**Entries supplied**
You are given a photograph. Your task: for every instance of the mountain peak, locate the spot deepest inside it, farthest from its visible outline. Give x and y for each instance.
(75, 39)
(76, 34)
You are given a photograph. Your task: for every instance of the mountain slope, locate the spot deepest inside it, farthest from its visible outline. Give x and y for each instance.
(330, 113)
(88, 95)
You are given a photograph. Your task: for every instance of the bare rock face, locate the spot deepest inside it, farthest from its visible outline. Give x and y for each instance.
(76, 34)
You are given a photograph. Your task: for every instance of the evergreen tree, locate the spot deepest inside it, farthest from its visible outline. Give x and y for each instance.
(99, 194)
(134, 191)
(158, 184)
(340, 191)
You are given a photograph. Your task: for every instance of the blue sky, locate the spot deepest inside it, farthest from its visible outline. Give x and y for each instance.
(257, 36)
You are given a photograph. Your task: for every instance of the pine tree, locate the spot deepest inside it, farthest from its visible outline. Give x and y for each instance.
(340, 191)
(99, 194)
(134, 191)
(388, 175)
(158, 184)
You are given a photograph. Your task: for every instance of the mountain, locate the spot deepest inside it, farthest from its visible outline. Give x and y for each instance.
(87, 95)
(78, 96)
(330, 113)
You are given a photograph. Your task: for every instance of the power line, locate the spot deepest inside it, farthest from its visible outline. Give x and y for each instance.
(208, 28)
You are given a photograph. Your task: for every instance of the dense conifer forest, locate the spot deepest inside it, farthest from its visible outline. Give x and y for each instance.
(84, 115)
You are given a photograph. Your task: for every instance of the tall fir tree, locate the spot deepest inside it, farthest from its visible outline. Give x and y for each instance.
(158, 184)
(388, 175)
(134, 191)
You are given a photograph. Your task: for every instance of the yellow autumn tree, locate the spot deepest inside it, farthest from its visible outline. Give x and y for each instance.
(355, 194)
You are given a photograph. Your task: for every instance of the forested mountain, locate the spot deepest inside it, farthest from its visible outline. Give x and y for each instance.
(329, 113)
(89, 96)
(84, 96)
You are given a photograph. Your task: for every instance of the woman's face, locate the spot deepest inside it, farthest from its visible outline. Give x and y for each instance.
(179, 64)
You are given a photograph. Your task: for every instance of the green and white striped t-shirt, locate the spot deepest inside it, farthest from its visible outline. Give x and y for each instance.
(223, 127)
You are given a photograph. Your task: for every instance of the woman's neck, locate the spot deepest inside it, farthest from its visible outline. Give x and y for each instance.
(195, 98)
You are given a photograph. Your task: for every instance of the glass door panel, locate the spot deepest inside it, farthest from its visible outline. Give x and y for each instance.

**Set task**
Above are some records; extract every one of them exactly.

**Final answer**
You are given a photograph. Your task: for every instance of the mountain peak, locate the spot deepest inside it, farthest from its visible outline. Give x and y for each instance.
(75, 39)
(76, 34)
You are given a photograph. Your task: for every instance of the mountain slope, locate the spot deepest inside it, farthest from its visible outline. Give x and y for each instance.
(330, 113)
(88, 95)
You are given a photograph. Your task: for every instance of the bare rock face, locate the spot deepest inside it, farthest from its visible outline. Give x and y for each instance.
(76, 34)
You are given a photograph. Your task: for every instance of the evergreen tree, locate the spot deepest inside it, farthest from its visible outline. Give x and y for each instance.
(99, 194)
(134, 191)
(158, 184)
(340, 191)
You are given a photograph. Your task: for every instance of the blue sky, locate the spot deepest inside it, farthest from its visible outline. Give x and y for each instance.
(257, 36)
You are given a photograph. Your task: for every instance of the pine tree, locate the spot deepest inside it, farthest from its visible outline. Give x and y for each instance.
(340, 191)
(99, 194)
(134, 191)
(388, 175)
(158, 184)
You are given a photograph. Your task: for every instance of the mountain, locate the spot deepest inside it, farthest from its visible outline. Give x and y for each instance.
(87, 95)
(78, 96)
(330, 113)
You are given a photograph. Your task: for every instance of the power line, locate the spot deepest inside it, farthest from its visible outline. Give x and y for each instance.
(208, 28)
You are given a photograph. Your task: for every instance of the dense conifer forest, locate the spot deepest inside it, farthest from its visible outline. Give x and y for each instance.
(84, 115)
You are given a photograph. Your task: for every instance of the tall fir tree, locate the spot deepest inside it, farthest from its visible outline. Give x and y for each instance.
(158, 184)
(388, 175)
(134, 191)
You are given a photograph. Your task: for every instance of the yellow autumn tree, locate the spot deepest inside it, farthest from its visible outline. Give x and y for each instance.
(355, 194)
You are given a photograph. Your task: for every instance of the forested mountain, locate the spot deepest inside it, farthest from its visible outline. Give x and y for each instance.
(329, 113)
(89, 96)
(84, 96)
You are given a photograph. Your task: for every instance of the woman's face, locate the spot deepest inside it, farthest from its visible outline. Give x and y for each instance.
(179, 64)
You are given a photograph. Your task: for every instance of the green and white striped t-shirt, locate the spot deepest inside it, farthest from its visible outline. Give x and y for each instance.
(223, 127)
You are given a photograph. Your task: for every instance of the woman's neck, locate the spot deepest inside it, farthest from its visible outline. Give x and y for each instance.
(195, 98)
You are given a photograph. Your task: for every instance of the glass door panel, locate the spot deepest inside it, farthest from its visible outline. Give x and y for each instance.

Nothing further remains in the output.